Work order 1 -
Answer these questions from the Shattered Glass post:
(a) What was the price for three video rentals at Blockbusters?
(b) How many of the 42 stories written for The New Republic did Glass fabricate?
(c) Which school gave Glass his law degree?
Work order 2 - List every actor named in the Shattered Glass post.
Work order 3 - Please print the part of the Shattered Glass post starting at "Other thing I" and ending at "appeal at all.".

Selected passage -
Other thing I spent money on? Video rentals - three for 9.95 at Blockbusters - so rented Shattered Glass, Superman the Movie and Superman II - which I'd been wanting to see since Superman Returns, which is more or less the sequel to Superman II. Felt odd walking about - as if I was not fitting in with the local fashion - in my Kate Hill sleeveless colored/three button down tank top. Black. Everyone else had this spagetti strap or thin strap tees on that made them look sort of saggy in the bust or like little boys with no bust. Thought about getting some at American Apparial but got distracted by bookstores, which were more appealing. I hate shopping for clothes. Do not understand the appeal at all.

Just finished watching Shattered Glass which is about Stephan Glass - the reporter who fabricated 21 of the 42 stories he wrote for The New Republic. The director chooses to tell the tale through the use of a "unreliable narrator" to frame it. Ie. We see much of it through the eyes of Stephen Glass, which would have worked better if he chose a more charismatic actor than Hayden Christianson to play Glass - although having seen the real Glass on the 60 minutes piece in the extras - Christianson does look and act like the real guy. I wanted to see the film through the eyes of Chuck Lane and Michael Kelly played respectively by Stephen Staarsgard and Hank Azaria, who do have screen charisma. Or Steven Zahn who played Adam Pemberton who broke the Glass fabrication for Forbes Digitial. But no, it's via Stephen's eyes, mostly and to a lesser extent, Chuck's and Adam's. The tale does depict how easy it is for a skilled liar to fabricate the truth and convince numerous people that it is the truth. Glass was a pathological liar and a clever/creative one. He didn't just lie, but created notes, a website, a newsletter, and other pieces to back up the lie. Then when he was caught, he continued to lie and manipulate people into feeling sorry for him. Did he get punished? Ah, here's the thing, not really. Oh sure, he got fired and sued and went to therapy. But he came out of it with a law degree from Georgetown, and a six figure book deal for a work of fiction entitled "The Fabulist" about a guy who fabricates articles to further his career in journalism. The people he hurt? They did not fare nearly as well. His main problem? Getting accepted to the New York Bar. Oh he passed the written, they are just uncertain about his character - this was in 1998 or thereabouts, no clue if he's practicing law now.

Depressing film. Not what I expected. But realistic. I've met a pathological liar who managed to hurt me a great deal. Almost destroyed me. I escaped. And eventually he destroyed himself. Granted he was also bi-polar and an alcoholic, so that may have contributed to the problem. And I've managed to let go of it, and even sort of forgive him. Life dealt with him far worse than I ever could.

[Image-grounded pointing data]
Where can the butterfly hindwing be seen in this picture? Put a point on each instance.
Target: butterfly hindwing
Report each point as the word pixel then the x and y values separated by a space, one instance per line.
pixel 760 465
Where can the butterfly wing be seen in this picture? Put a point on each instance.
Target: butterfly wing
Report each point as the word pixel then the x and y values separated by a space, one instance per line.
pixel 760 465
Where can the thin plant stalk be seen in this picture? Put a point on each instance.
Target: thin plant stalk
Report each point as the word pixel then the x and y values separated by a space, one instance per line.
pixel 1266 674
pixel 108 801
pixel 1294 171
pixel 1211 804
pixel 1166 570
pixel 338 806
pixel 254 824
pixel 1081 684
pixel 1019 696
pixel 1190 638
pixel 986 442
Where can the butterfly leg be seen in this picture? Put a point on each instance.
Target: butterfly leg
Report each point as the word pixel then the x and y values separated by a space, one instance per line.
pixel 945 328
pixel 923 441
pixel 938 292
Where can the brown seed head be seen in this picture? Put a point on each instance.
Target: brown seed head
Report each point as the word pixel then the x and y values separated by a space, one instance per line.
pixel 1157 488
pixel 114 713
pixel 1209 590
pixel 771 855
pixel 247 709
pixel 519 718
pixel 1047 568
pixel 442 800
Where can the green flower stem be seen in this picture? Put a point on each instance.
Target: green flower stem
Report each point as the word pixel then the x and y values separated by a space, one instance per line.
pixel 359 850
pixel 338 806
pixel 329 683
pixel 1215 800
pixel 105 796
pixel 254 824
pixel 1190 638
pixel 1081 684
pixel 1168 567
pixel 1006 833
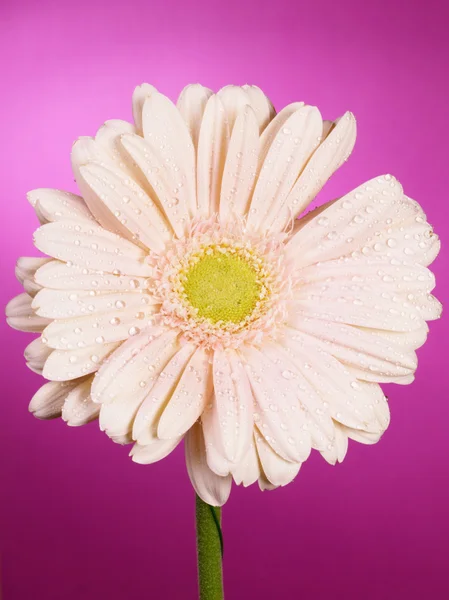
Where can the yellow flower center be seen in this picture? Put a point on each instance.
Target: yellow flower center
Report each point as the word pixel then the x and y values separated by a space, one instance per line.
pixel 222 286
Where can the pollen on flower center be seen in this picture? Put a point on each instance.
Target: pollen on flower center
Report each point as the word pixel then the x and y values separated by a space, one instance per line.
pixel 222 286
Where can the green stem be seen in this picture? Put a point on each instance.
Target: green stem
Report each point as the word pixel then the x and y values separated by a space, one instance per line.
pixel 209 543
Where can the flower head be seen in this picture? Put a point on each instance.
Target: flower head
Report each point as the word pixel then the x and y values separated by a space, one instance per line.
pixel 181 298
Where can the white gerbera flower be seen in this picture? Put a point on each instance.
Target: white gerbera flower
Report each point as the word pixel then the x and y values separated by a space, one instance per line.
pixel 181 298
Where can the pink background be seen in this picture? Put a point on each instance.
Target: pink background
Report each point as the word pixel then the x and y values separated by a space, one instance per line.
pixel 79 520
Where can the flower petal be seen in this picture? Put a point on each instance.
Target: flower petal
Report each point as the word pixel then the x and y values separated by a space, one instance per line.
pixel 214 451
pixel 233 405
pixel 91 246
pixel 212 150
pixel 375 219
pixel 20 315
pixel 48 401
pixel 347 400
pixel 191 104
pixel 56 205
pixel 141 93
pixel 26 268
pixel 147 419
pixel 380 358
pixel 85 151
pixel 101 328
pixel 286 158
pixel 278 414
pixel 123 197
pixel 261 105
pixel 209 486
pixel 58 275
pixel 166 132
pixel 65 365
pixel 189 398
pixel 78 408
pixel 336 450
pixel 248 470
pixel 66 304
pixel 154 451
pixel 277 470
pixel 36 353
pixel 240 166
pixel 132 370
pixel 234 99
pixel 161 177
pixel 327 158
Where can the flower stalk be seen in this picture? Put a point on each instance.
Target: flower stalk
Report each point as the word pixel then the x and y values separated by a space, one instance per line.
pixel 209 542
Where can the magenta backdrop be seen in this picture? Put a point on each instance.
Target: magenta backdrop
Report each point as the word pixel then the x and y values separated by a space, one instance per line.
pixel 79 520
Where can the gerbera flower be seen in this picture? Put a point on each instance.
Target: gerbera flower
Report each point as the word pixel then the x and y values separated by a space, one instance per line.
pixel 182 299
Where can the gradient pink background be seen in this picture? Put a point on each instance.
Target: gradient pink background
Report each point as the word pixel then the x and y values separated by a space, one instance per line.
pixel 79 520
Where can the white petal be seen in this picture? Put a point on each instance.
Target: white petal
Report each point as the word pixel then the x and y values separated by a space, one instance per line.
pixel 336 450
pixel 162 179
pixel 64 365
pixel 343 397
pixel 248 470
pixel 116 418
pixel 47 402
pixel 428 307
pixel 373 271
pixel 274 127
pixel 286 158
pixel 141 93
pixel 260 104
pixel 240 166
pixel 120 390
pixel 133 369
pixel 134 208
pixel 91 246
pixel 319 421
pixel 78 408
pixel 56 205
pixel 103 383
pixel 25 271
pixel 233 405
pixel 214 451
pixel 376 219
pixel 209 486
pixel 212 149
pixel 36 353
pixel 189 398
pixel 20 315
pixel 234 100
pixel 57 275
pixel 101 328
pixel 277 470
pixel 363 437
pixel 154 451
pixel 384 311
pixel 147 419
pixel 191 104
pixel 381 358
pixel 109 138
pixel 278 415
pixel 166 132
pixel 86 150
pixel 326 159
pixel 66 304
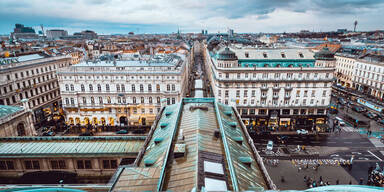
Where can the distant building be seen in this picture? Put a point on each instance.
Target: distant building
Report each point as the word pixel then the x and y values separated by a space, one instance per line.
pixel 16 121
pixel 56 33
pixel 87 34
pixel 23 33
pixel 274 88
pixel 32 77
pixel 230 32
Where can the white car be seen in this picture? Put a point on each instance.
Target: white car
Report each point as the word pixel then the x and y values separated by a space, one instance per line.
pixel 302 132
pixel 270 145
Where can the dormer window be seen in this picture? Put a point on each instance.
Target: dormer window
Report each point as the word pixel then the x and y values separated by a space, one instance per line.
pixel 265 55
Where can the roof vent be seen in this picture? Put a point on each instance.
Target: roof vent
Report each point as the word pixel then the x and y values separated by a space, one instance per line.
pixel 149 162
pixel 217 133
pixel 179 150
pixel 168 113
pixel 239 140
pixel 180 137
pixel 158 140
pixel 233 124
pixel 246 160
pixel 228 113
pixel 163 125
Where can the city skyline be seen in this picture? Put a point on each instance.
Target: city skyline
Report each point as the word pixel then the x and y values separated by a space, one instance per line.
pixel 121 17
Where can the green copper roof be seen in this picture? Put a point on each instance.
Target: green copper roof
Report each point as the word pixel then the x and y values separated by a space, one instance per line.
pixel 277 63
pixel 6 110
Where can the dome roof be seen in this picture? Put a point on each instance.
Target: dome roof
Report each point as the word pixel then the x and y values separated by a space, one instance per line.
pixel 226 54
pixel 325 54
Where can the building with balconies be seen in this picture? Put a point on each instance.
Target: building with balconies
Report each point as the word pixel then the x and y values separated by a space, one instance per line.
pixel 32 77
pixel 287 88
pixel 122 92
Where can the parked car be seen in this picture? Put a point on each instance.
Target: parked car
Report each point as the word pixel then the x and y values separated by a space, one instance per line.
pixel 342 101
pixel 122 131
pixel 340 121
pixel 269 145
pixel 370 115
pixel 49 133
pixel 302 132
pixel 86 134
pixel 357 109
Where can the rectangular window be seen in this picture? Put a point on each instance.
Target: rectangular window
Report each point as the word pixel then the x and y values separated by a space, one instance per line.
pixel 7 165
pixel 58 164
pixel 29 164
pixel 109 164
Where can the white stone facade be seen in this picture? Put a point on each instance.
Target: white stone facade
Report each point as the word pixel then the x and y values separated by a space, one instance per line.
pixel 124 92
pixel 257 91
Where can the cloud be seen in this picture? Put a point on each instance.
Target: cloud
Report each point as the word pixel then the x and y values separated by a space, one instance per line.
pixel 192 15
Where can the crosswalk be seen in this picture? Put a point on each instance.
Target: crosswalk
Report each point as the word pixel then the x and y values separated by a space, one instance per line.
pixel 349 129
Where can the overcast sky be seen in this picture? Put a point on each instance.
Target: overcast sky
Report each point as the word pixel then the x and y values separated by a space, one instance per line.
pixel 166 16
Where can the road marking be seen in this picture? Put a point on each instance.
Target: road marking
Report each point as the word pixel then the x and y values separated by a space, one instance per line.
pixel 375 156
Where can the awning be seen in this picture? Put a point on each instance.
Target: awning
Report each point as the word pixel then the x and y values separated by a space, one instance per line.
pixel 134 118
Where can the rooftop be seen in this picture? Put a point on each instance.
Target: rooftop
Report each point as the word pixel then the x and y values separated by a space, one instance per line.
pixel 6 110
pixel 27 147
pixel 195 144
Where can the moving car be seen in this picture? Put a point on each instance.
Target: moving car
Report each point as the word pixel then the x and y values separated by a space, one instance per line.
pixel 357 109
pixel 269 145
pixel 122 131
pixel 340 121
pixel 302 132
pixel 370 115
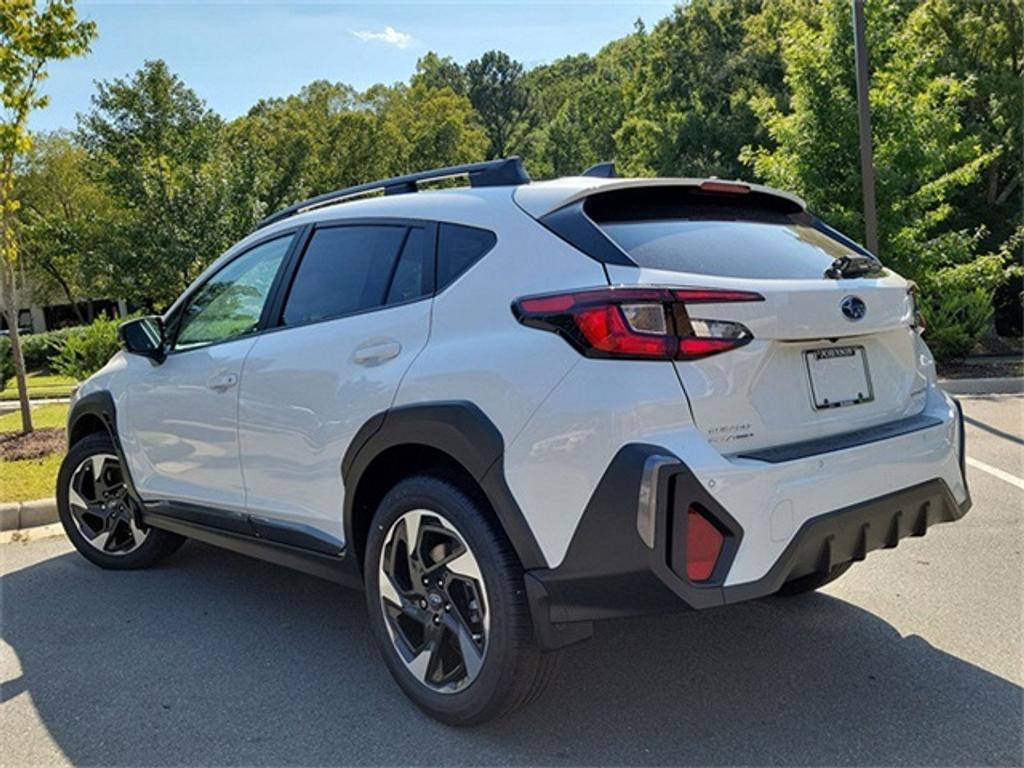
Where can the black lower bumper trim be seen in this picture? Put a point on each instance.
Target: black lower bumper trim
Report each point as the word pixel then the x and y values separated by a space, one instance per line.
pixel 848 535
pixel 608 571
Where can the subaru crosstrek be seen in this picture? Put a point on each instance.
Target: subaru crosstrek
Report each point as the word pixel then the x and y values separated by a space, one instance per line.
pixel 511 409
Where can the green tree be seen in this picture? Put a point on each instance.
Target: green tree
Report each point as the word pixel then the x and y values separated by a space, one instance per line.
pixel 923 150
pixel 32 35
pixel 497 90
pixel 68 222
pixel 700 70
pixel 437 72
pixel 159 152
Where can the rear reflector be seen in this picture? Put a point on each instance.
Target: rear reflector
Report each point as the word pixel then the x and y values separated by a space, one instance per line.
pixel 637 323
pixel 704 545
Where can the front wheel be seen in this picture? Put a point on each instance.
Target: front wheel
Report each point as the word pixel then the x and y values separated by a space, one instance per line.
pixel 446 602
pixel 98 513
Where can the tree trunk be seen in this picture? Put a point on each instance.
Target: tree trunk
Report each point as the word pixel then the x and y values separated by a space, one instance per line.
pixel 10 310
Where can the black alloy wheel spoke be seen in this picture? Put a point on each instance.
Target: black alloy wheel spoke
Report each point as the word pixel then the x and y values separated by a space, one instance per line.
pixel 434 613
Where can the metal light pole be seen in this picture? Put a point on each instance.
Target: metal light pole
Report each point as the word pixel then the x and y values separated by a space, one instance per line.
pixel 864 124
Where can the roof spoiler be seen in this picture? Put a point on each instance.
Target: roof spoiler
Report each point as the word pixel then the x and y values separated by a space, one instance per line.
pixel 502 172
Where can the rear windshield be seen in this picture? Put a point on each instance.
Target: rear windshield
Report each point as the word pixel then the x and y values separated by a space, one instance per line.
pixel 710 235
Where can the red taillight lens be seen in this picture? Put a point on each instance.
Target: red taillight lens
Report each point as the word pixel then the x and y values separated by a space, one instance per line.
pixel 605 329
pixel 637 323
pixel 704 545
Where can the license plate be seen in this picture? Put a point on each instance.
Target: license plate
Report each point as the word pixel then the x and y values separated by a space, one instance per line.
pixel 839 376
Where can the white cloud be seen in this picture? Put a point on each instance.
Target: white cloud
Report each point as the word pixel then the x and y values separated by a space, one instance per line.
pixel 390 36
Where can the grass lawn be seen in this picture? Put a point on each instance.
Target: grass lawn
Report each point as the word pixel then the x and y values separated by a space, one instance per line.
pixel 31 478
pixel 41 385
pixel 50 415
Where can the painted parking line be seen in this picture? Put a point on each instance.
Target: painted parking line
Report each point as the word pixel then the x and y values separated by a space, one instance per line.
pixel 995 472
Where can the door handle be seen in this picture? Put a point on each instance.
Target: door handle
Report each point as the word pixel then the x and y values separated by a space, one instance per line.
pixel 374 352
pixel 222 382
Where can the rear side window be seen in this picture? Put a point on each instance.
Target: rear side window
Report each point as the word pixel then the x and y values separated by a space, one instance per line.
pixel 347 269
pixel 458 249
pixel 713 235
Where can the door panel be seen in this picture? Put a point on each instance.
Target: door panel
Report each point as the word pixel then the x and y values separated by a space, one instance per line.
pixel 181 416
pixel 181 429
pixel 305 391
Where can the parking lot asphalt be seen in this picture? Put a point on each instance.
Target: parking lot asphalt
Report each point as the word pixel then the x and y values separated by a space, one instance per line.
pixel 914 657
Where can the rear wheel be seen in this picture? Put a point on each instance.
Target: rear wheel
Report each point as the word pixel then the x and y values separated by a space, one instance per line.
pixel 98 513
pixel 448 605
pixel 810 583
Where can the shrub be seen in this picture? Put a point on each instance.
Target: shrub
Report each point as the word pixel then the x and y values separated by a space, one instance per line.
pixel 6 361
pixel 86 349
pixel 956 315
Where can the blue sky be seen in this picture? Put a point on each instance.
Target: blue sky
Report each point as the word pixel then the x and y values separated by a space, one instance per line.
pixel 232 53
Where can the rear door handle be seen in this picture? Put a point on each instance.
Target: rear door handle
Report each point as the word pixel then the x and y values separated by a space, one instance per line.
pixel 222 382
pixel 374 352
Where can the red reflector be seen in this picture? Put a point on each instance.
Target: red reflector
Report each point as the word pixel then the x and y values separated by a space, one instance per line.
pixel 704 545
pixel 692 347
pixel 548 303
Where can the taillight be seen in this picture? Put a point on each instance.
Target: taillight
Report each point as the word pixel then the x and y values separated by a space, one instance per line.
pixel 704 545
pixel 638 323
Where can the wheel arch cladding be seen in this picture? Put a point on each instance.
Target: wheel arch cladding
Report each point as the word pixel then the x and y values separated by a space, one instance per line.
pixel 93 413
pixel 455 436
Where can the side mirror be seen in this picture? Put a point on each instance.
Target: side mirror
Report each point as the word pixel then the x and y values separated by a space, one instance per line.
pixel 143 336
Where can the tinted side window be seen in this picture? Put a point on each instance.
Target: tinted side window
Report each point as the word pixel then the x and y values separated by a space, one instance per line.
pixel 413 274
pixel 458 249
pixel 347 269
pixel 230 302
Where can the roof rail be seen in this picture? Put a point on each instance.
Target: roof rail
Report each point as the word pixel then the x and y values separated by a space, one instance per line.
pixel 601 170
pixel 502 172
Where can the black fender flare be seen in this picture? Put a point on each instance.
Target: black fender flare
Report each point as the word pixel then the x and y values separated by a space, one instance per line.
pixel 100 406
pixel 459 429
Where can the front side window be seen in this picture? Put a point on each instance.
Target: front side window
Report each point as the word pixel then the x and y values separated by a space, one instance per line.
pixel 229 304
pixel 348 269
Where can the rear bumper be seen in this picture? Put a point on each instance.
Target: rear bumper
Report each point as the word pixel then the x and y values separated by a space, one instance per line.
pixel 611 570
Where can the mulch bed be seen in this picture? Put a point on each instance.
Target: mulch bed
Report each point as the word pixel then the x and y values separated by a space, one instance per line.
pixel 38 444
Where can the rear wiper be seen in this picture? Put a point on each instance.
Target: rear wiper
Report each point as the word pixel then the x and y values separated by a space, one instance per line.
pixel 852 266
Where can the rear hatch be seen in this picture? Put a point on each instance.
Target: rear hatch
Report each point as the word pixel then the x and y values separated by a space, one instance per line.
pixel 828 354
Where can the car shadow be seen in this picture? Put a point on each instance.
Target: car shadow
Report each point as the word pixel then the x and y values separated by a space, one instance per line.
pixel 217 659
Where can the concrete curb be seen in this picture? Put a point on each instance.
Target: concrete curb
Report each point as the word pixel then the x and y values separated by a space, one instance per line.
pixel 1007 385
pixel 28 514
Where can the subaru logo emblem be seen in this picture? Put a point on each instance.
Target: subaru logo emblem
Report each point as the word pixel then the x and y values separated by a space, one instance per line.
pixel 853 308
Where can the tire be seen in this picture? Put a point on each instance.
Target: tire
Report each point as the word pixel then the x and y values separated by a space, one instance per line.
pixel 111 536
pixel 813 582
pixel 505 670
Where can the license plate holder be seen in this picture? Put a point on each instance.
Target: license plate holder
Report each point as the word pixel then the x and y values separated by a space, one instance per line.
pixel 839 377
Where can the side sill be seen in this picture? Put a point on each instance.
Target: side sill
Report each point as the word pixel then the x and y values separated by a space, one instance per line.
pixel 337 568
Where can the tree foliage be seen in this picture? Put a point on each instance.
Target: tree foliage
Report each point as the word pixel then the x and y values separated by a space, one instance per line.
pixel 32 35
pixel 763 89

Response box 1 -
(a) 9.95
(b) 21
(c) Georgetown

Response box 2 - Hayden Christianson, Stephen Staarsgard, Hank Azaria, Steven Zahn

Response box 3 -
Other thing I spent money on? Video rentals - three for 9.95 at Blockbusters - so rented Shattered Glass, Superman the Movie and Superman II - which I'd been wanting to see since Superman Returns, which is more or less the sequel to Superman II. Felt odd walking about - as if I was not fitting in with the local fashion - in my Kate Hill sleeveless colored/three button down tank top. Black. Everyone else had this spagetti strap or thin strap tees on that made them look sort of saggy in the bust or like little boys with no bust. Thought about getting some at American Apparial but got distracted by bookstores, which were more appealing. I hate shopping for clothes. Do not understand the appeal at all.